> WHAT TO PRODUCE
Send back every record exactly.

> RECORDS FOR PROCESSING
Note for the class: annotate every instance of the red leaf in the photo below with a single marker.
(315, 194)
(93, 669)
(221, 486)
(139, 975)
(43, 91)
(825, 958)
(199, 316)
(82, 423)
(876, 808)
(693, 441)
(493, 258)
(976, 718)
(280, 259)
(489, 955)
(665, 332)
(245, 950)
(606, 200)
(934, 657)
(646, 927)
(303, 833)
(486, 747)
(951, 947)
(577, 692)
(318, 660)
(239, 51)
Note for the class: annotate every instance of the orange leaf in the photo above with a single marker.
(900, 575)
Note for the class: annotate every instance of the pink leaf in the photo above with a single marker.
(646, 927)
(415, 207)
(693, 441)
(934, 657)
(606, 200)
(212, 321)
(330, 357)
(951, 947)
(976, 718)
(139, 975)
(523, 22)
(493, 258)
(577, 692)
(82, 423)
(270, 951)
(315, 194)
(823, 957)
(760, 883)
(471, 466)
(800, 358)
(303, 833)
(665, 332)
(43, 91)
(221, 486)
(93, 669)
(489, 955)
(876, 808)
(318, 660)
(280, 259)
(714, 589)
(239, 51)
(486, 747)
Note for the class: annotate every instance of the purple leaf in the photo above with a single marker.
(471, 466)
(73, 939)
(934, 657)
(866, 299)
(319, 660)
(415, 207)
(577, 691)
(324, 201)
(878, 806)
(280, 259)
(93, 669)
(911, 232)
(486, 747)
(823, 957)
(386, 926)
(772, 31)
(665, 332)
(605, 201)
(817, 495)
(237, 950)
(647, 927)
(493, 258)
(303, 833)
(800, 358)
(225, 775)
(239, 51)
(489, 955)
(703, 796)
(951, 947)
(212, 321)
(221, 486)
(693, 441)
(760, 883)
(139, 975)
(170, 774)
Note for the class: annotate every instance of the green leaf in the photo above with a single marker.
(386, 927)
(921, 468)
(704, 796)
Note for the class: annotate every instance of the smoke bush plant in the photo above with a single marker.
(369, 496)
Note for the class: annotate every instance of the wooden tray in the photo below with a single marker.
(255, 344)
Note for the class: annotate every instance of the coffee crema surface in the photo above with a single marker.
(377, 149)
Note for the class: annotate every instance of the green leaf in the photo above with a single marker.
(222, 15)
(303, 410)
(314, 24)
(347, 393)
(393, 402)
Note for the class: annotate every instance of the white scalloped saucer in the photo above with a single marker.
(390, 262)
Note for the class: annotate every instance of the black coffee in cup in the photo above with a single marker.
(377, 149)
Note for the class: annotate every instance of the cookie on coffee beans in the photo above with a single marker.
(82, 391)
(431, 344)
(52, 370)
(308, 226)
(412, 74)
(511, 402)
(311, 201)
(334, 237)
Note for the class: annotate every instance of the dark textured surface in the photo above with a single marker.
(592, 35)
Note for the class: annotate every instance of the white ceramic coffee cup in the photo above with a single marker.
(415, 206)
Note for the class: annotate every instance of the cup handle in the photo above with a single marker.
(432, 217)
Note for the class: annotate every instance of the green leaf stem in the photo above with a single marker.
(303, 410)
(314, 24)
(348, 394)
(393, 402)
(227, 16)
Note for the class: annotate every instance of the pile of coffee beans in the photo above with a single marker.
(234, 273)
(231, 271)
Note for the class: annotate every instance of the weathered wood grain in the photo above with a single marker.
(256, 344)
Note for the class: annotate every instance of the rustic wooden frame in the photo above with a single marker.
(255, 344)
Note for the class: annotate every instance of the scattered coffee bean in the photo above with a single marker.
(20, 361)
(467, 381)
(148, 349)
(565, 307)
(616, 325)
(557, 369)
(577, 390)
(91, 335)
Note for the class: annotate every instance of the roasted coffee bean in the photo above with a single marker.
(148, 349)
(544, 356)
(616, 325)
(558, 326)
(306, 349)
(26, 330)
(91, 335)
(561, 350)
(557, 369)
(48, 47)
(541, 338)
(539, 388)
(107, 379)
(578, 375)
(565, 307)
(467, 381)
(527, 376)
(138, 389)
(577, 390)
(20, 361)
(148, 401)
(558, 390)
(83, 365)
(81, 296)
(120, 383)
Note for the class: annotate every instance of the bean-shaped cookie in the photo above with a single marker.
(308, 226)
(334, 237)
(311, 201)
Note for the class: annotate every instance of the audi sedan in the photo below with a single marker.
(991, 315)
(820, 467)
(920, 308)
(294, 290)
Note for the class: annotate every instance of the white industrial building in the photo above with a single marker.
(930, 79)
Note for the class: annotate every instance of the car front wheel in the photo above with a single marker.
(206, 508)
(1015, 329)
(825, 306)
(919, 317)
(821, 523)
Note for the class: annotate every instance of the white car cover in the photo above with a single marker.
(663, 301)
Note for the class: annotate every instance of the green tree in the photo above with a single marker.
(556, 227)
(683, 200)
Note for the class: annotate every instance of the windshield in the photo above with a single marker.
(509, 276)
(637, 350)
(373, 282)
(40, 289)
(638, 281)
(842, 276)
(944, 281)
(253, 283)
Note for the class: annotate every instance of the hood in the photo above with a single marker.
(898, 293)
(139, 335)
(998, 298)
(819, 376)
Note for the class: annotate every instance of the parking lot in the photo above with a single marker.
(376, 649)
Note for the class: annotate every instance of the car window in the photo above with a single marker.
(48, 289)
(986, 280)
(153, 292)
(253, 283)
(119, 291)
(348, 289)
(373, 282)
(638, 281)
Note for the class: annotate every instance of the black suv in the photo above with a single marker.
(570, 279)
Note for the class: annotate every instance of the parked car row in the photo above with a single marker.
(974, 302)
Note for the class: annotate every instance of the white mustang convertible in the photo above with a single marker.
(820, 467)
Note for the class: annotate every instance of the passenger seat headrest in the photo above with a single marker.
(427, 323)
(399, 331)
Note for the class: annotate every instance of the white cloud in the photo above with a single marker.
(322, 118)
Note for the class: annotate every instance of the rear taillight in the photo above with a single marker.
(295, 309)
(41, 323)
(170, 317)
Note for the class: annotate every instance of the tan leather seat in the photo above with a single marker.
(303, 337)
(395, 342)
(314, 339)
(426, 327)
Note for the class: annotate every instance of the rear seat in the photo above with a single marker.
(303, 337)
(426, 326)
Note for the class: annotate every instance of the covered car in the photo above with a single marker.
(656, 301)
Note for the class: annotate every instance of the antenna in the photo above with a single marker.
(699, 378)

> SOLUTION
Note for the class: annotate every instance of the red leaf in the photo below with a single marker.
(315, 194)
(93, 669)
(221, 486)
(139, 975)
(43, 91)
(825, 958)
(199, 316)
(82, 423)
(876, 808)
(693, 441)
(493, 258)
(976, 718)
(280, 259)
(489, 955)
(665, 332)
(245, 950)
(606, 200)
(934, 657)
(646, 927)
(303, 833)
(486, 747)
(951, 947)
(577, 692)
(318, 660)
(239, 51)
Note for the class: annotate every instance of the orange leaf in the photo above with a single marker.
(900, 575)
Note for the class: annotate every instance of the pink leaf in the photo above with a single marker.
(646, 927)
(415, 207)
(693, 441)
(934, 657)
(606, 200)
(212, 321)
(330, 357)
(951, 947)
(976, 718)
(139, 975)
(523, 22)
(493, 258)
(577, 692)
(82, 423)
(270, 951)
(315, 194)
(823, 957)
(760, 883)
(471, 466)
(800, 358)
(303, 833)
(665, 332)
(43, 91)
(221, 486)
(93, 669)
(489, 955)
(876, 808)
(318, 660)
(280, 259)
(714, 589)
(239, 51)
(486, 747)
Note for the class: annotate every instance of the purple leaf in the photo above with a single marker.
(471, 466)
(73, 939)
(934, 657)
(866, 299)
(319, 660)
(415, 207)
(577, 691)
(324, 201)
(878, 806)
(280, 259)
(93, 669)
(911, 232)
(486, 747)
(823, 957)
(386, 926)
(772, 31)
(665, 332)
(605, 201)
(817, 495)
(237, 950)
(647, 927)
(493, 258)
(303, 833)
(800, 358)
(225, 775)
(239, 51)
(489, 955)
(703, 796)
(951, 947)
(212, 321)
(221, 486)
(693, 441)
(760, 883)
(139, 975)
(170, 774)
Note for the class: annotate every instance of the green leaf in the photo above with a single marker.
(386, 927)
(921, 468)
(704, 796)
Note for the class: annotate every instance of the smoke bush plant in the photo above with a single marker.
(369, 496)
Note for the class: annotate every instance of the wooden tray in the photo below with a single marker.
(255, 344)
Note for the class: annotate every instance of the coffee crema surface in the photo above with a single marker.
(377, 149)
Note for the class: annotate every instance of the green leaf in the photo above with a single marker.
(222, 15)
(303, 410)
(314, 24)
(347, 393)
(393, 402)
Note for the class: annotate every instance of the white scalloped saucer in the photo above with a single marker.
(390, 262)
Note for the class: annotate every instance of the black coffee in cup in the photo above with a single marker.
(377, 149)
Note for the class: annotate every instance of the cookie on coffee beans in the photo above with a single marker.
(82, 391)
(431, 344)
(52, 370)
(308, 226)
(412, 74)
(511, 402)
(311, 201)
(334, 237)
Note for the class: annotate every instance of the dark textured surface in the photo above with a single marker.
(592, 35)
Note for the class: annotate every instance of the white ceramic coffee cup in the photo above with a single marker.
(415, 206)
Note for the class: annotate every instance of the cup handle in the photo above with a single marker.
(432, 217)
Note for the class: annotate every instance of the green leaf stem in the photo above with a single marker.
(303, 410)
(314, 24)
(348, 394)
(393, 402)
(227, 16)
Note for the class: annotate every instance of the pile of coffee beans in the photo above with a single marker.
(234, 273)
(231, 271)
Note for the class: annotate every instance of the weathered wood grain in the photo above with a single marker.
(256, 344)
Note for the class: annotate every instance of the rustic wooden frame in the photo above with a single marker.
(255, 344)
Note for the class: annotate every instance of the scattered coffee bean in the photo above with a single marker.
(20, 361)
(467, 381)
(148, 349)
(565, 307)
(616, 325)
(557, 369)
(577, 390)
(91, 335)
Note for the class: annotate every instance of the roasted coffee bean in the photo above with a single marker.
(148, 349)
(544, 356)
(616, 325)
(558, 326)
(306, 349)
(26, 330)
(91, 335)
(561, 350)
(557, 369)
(48, 47)
(541, 338)
(539, 388)
(107, 379)
(578, 375)
(565, 307)
(467, 381)
(527, 376)
(138, 389)
(577, 390)
(20, 361)
(148, 401)
(558, 390)
(83, 365)
(81, 296)
(120, 383)
Note for the class: annotate every instance of the bean-shaped cookie in the photo above with a single marker.
(308, 226)
(334, 237)
(311, 201)
Note for the class: annotate every instance of the audi sedan in the photo below with a single marker.
(991, 315)
(820, 467)
(920, 308)
(294, 290)
Note for the class: annotate every instance of the white industrial building in the photo above with a single marker.
(930, 79)
Note for the class: annotate every instance of the car front wheel in the photo above with a single marker.
(206, 508)
(1015, 329)
(825, 306)
(919, 317)
(821, 523)
Note for the class: annotate every instance of the white car cover in the photo above with a single marker.
(663, 301)
Note for the class: annotate every instance of the green tree in the photo above with a single marker.
(556, 227)
(683, 200)
Note for the class: annotate every instance of the windshield in the photo above with a single marker.
(509, 276)
(637, 350)
(373, 282)
(40, 289)
(638, 281)
(842, 276)
(944, 281)
(253, 283)
Note for the class: annotate every instance of the hood in the photo above with a single marker.
(898, 293)
(139, 335)
(998, 298)
(819, 376)
Note for the class: annotate every instance of the parking lot in the photo above with a single marker.
(376, 649)
Note for the class: annotate every instance of the car window in the photo above with a single marker.
(48, 289)
(986, 280)
(153, 292)
(253, 283)
(119, 291)
(348, 289)
(373, 282)
(638, 281)
Note for the class: annotate every instance of the black suv in the photo above with a single marker.
(570, 279)
Note for the class: annotate every instance of the parked car row in the photo above with a single marker.
(974, 302)
Note for the class: annotate every instance of the white mustang convertible in the photo above with a single marker.
(820, 467)
Note for the class: annotate every instance of the passenger seat headrest in the photo above with a single marker.
(427, 323)
(399, 331)
Note for the class: annotate every instance of the white cloud in the photo above with a single marker.
(322, 118)
Note for the class: annotate every instance of the rear taillight in the photo above with a single marker.
(295, 309)
(41, 323)
(170, 317)
Note for the class: annotate every instance of the tan leather seat in the photo above with a single marker.
(303, 337)
(395, 342)
(314, 339)
(426, 327)
Note for the class: annotate every instance of the rear seat in the photo above with a single marker.
(303, 337)
(426, 326)
Note for the class: annotate every instance of the covered car in the photo above with a single marker.
(656, 301)
Note for the class: annotate every instance of the antenna in the photo above with a single marker.
(699, 378)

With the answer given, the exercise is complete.